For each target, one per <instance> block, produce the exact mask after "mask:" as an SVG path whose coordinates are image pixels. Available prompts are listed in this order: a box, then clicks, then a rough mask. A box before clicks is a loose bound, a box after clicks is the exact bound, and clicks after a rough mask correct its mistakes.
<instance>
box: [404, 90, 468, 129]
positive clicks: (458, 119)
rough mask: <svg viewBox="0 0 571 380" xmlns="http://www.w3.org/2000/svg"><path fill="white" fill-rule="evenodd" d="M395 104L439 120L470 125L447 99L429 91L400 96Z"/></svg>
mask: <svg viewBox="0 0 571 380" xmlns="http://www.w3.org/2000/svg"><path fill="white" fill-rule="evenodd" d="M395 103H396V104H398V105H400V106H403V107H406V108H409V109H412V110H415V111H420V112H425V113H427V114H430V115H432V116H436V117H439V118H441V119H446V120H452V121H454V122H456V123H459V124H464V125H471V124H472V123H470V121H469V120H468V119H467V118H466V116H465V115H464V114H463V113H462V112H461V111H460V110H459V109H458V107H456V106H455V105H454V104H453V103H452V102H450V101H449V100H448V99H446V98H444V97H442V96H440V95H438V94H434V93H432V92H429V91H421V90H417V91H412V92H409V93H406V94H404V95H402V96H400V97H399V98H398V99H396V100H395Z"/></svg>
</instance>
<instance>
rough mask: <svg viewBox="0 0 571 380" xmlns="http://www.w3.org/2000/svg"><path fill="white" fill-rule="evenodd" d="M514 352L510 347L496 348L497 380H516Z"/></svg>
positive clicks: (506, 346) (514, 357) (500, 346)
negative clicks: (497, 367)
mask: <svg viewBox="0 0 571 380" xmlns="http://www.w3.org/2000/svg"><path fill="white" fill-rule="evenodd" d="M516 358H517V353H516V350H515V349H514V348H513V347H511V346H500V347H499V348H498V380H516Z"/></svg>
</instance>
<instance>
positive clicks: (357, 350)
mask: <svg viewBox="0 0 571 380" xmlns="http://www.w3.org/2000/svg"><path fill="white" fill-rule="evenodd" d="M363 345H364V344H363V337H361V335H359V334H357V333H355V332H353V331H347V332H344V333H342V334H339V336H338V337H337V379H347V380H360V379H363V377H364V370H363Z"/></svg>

★ ★ ★ ★ ★ ★ ★

▶ REQUIRED WORK
Write the data out again in full and exactly.

▶ YOUR RESPONSE
For each target, one per <instance> block, produce the exact mask after "mask:" as an SVG path whose coordinates are image pixels. Available prompts are listed in this order: a box, then clicks, then a rough mask. A box before clicks is a loose bound, a box after clicks is the exact bound, and clicks after a rough mask correct its mistakes.
<instance>
box: [404, 90, 468, 129]
positive clicks: (458, 119)
rough mask: <svg viewBox="0 0 571 380" xmlns="http://www.w3.org/2000/svg"><path fill="white" fill-rule="evenodd" d="M395 104L439 120L470 125L447 99L429 91L400 96Z"/></svg>
mask: <svg viewBox="0 0 571 380" xmlns="http://www.w3.org/2000/svg"><path fill="white" fill-rule="evenodd" d="M395 103H396V104H398V105H400V106H403V107H406V108H409V109H412V110H415V111H420V112H425V113H427V114H430V115H432V116H436V117H439V118H441V119H446V120H452V121H454V122H456V123H459V124H464V125H471V124H472V123H470V121H469V120H468V119H467V118H466V116H465V115H464V114H463V113H462V112H461V111H460V110H459V109H458V107H456V106H455V105H454V104H453V103H452V102H450V101H449V100H448V99H446V98H444V97H442V96H440V95H438V94H434V93H432V92H429V91H421V90H417V91H412V92H409V93H406V94H404V95H402V96H400V97H399V98H398V99H396V100H395Z"/></svg>
</instance>
<instance>
rough mask: <svg viewBox="0 0 571 380" xmlns="http://www.w3.org/2000/svg"><path fill="white" fill-rule="evenodd" d="M514 352L510 347L496 348L497 380H516Z"/></svg>
positive clicks: (506, 346) (514, 357) (500, 346)
negative clicks: (497, 367)
mask: <svg viewBox="0 0 571 380" xmlns="http://www.w3.org/2000/svg"><path fill="white" fill-rule="evenodd" d="M516 358H517V353H516V350H515V349H514V348H513V347H511V346H500V347H499V348H498V380H516Z"/></svg>
</instance>
<instance>
positive clicks: (357, 350)
mask: <svg viewBox="0 0 571 380" xmlns="http://www.w3.org/2000/svg"><path fill="white" fill-rule="evenodd" d="M363 345H364V344H363V337H361V335H359V334H357V333H355V332H353V331H347V332H344V333H342V334H339V336H338V337H337V379H347V380H360V379H363V377H364V370H363Z"/></svg>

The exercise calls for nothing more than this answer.